Esercizio: Secondo il brano scelto, quanti detonatori vengono trovati nella povera abitazione?

Brano scelto:
= = = = =
Nella sua povera abitazione trovano libri e brochure sulla fabbricazione di esplosivi, quattro chilogrammi di dinamite, diversi metri di miccia e quaranta detonatori.
Gli altri russi che sono stati visti lasciare l’appartamento di Rue Blanche dopo l’esplosione sono svaniti nel nulla.
Nei giorni seguenti le stampa è in fermento per descrivere i “rifugiati russi” che vengono qui “per cercare asilo”, ma “la maggior parte si affilia a una fazione terrorista” e nei loro umili appartamenti hanno “tipografie e laboratori segreti” e al primo segno di difficoltà partono lasciandosi tutto alle spalle “come uccelli migratori”.
Nel mirino la madre patria
I resoconti della stampa sono comunque straordinariamente pacati, specialmente se si considera che gli esplosivi sarebbero bastati per far saltare in aria diverse case. “Come era ipotizzabile, i russi implicati nella vicenda hanno preferito fare un passo oltre il confine”, scrive succintamente la NZZ.
“Nonostante la sorprendente quantità di esplosivi trovata, si ritiene che non si tratti di una vera e propria fabbrica di bombe. Sembra piuttosto che Billitt tenesse delle lezioni sulla fabbricazione e l’uso di esplosivi. Lezioni che erano seguite diligentemente”.
Anche se si fosse trattato di una “fabbrica di bombe”, la Svizzera non sarebbe stata particolarmente preoccupata. I russi sono poco interessati alla politica del paese che li ospita. Sono invece molto più desiderosi di compiere atti rivoluzionari in patria.
La misteriosa donna russa
Billitt e Markin sono messi in cella di isolamento dal giudice istruttore. Entrambi rifiutano di rivelare le loro vere identità. Soprattutto la misteriosa donna russa stuzzica l’immaginazione dei giornalisti.
Anna Markin non è di una “bellezza ammaliante”, ma è “bassa, goffa, con lineamenti molto duri, ha un’andatura mascolina, è sospettosa, silenziosa e fanatica”. Journal de Genève
Il Journal de Genève scrive che non è una di quelle “donne slave dalla bellezza ammaliante”, ma è “bassa, goffa, con lineamenti molto duri, ha un’andatura mascolina, è sospettosa, silenziosa e fanatica”. Si può tuttavia supporre che sia “un’enigmatica e straordinaria eroina di una tragedia in terra moscovita”.
La NZZ suona la stessa melodia e definisce Markin “una donna misteriosa, forse l’eroina di una cupa tragedia”.
= = = = =
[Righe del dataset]
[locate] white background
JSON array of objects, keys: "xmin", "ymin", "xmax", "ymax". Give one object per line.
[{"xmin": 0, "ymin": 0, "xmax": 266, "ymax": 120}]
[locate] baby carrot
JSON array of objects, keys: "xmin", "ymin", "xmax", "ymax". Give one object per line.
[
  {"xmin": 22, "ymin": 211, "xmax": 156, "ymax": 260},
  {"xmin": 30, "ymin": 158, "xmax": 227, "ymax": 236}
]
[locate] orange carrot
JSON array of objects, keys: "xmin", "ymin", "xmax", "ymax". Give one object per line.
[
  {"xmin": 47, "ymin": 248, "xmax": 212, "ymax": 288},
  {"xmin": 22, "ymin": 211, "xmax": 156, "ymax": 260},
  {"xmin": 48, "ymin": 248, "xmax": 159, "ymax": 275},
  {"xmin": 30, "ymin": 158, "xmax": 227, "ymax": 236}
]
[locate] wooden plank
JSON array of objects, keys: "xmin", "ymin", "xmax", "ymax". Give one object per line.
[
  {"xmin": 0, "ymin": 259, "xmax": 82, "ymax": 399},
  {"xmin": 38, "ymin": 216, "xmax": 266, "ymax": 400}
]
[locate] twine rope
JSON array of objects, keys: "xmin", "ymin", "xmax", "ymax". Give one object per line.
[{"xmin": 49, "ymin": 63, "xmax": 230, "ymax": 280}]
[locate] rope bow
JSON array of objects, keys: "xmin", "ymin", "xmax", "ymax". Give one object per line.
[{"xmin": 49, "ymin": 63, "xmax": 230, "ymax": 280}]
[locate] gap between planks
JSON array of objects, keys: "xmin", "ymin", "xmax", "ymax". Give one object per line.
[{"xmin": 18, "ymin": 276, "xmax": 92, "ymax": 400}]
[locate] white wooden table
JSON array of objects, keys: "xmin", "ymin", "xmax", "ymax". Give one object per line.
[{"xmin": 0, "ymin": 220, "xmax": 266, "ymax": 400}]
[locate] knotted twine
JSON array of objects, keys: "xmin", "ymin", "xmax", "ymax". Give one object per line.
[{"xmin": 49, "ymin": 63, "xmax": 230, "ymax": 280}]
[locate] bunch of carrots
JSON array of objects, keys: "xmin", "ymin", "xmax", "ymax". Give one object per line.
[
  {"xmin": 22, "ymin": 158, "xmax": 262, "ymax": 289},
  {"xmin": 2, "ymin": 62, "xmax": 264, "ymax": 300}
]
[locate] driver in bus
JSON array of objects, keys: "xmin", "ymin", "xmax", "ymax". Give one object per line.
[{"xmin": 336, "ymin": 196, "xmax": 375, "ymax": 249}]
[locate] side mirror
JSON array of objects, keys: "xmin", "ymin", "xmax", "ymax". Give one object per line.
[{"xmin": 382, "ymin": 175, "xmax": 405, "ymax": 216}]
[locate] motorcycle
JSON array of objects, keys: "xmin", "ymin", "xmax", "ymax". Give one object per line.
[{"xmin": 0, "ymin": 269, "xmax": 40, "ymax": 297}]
= = = = =
Risposta all'esercizio: Quaranta.